ÉNONCÉ — Modifiez le passage du texte fourni qui va de « Je tombe (p. » jusqu'à « l'était de droit ? » en y remplaçant « perfide » par « malveillante », puis recopiez ce passage ainsi corrigé.

TEXTE FOURNI —
'''

Un coup-d'oeil rapidement jeté sur les doutes proposés à l'auteur de la théorie de l'impôt, conduira naturellement à l'examen des mots ferme et financier, où l'on retrouve les mêmes principes de la citation entière desquels l'anonyme s'est servi contre l'ouvrage de M. de M....

Je tombe (p. 38.) sur une observation fausse et perfide : fausse, parce qu'elle donne à une phrase un sens dont elle n'est point susceptible : perfide, parce qu'elle dénonce une expression innocente sous un rapport odieux. M. de M.... a dit : lorsque les peuples reçoivent un chef, soit par élection, soit par droit héréditaire, sur quoi l'on observe avec affectation, que recevoir ne peut s'entendre que de ce qu'on a droit de refuser : or, ajoute-t-on, dans un royaume héréditaire, le choix ne dépend pas du peuple. M. de M.... avait - il laissé la moindre équivoque ? En écrivant droit héréditaire, n'établissait-il pas que le peuple ne pouvait, ni refuser, ni choisir, puisque son souverain l'était de droit ?

M. de M.... a témoigné (p. 158 et 161.) ses alarmes sur l'abus qu'on pouvait faire de la souveraineté ; on lui en fait un crime grave (p. 140 des doutes). Eh quoi ! cette appréhension contredit-elle la confiance qu'il a dans la bonté paternelle du souverain ? Quand on voit la flatterie empressée à empoisonner le cœur des rois ; quand on réfléchit sur la facilité et sur le penchant qu'ont tous les hommes à être injustes, dès qu'ils ne sont point arrêtés par le frein de la loi ; quand on médite sur les suites de cet abus fatal aux mœurs qu'il corrompt, à la liberté qu'il enlève et à l'humanité qu'il dégrade, le vrai citoyen peut-il trop multiplier les avis, les prières, les images et tous les ressorts de cette éloquence qui maitrise l'âme ?

" J'emploie, a-t-on dit dans la théorie de l'impôt, (p. 187.) cinq mille livres que rapporte ma terre, au loyer d'une maison ; si le fisc prétend encore son droit sur cette location, il tire d'un sac deux moutures ". Surement ce raisonnement n'est point solide, mais la replique ne l'est pas davantage : car soutenir (p. 64. des doutes), que c'est le propriétaire de la maison et non le locataire qui paye l'imposition, c'est avancer que c'est le marchand, et non l'acheteur particulier, qui est chargé des droits d'entrée, tandis que les loyers, comme les marchandises, augmentent en raison des impôts qu'ils supportent : il fallait se borner à prouver que la possession qui donne un revenu, est très-distincte de l'emploi qu'on peut faire de ce même revenu ; que la propriété d'un fonds est indépendante d'une location ; et qu'ainsi les droits imposés tombent sur deux objets réellement différents, quoique réunis sous la même main.

'''

DONNÉES ENREGISTRÉES —
'''

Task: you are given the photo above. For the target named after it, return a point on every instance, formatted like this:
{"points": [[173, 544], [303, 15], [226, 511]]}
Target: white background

'''

RÉPONSE À L'EXERCICE —
Je tombe (p. 38.) sur une observation fausse et malveillante : fausse, parce qu'elle donne à une phrase un sens dont elle n'est point susceptible : malveillante, parce qu'elle dénonce une expression innocente sous un rapport odieux. M. de M.... a dit : lorsque les peuples reçoivent un chef, soit par élection, soit par droit héréditaire, sur quoi l'on observe avec affectation, que recevoir ne peut s'entendre que de ce qu'on a droit de refuser : or, ajoute-t-on, dans un royaume héréditaire, le choix ne dépend pas du peuple. M. de M.... avait - il laissé la moindre équivoque ? En écrivant droit héréditaire, n'établissait-il pas que le peuple ne pouvait, ni refuser, ni choisir, puisque son souverain l'était de droit ?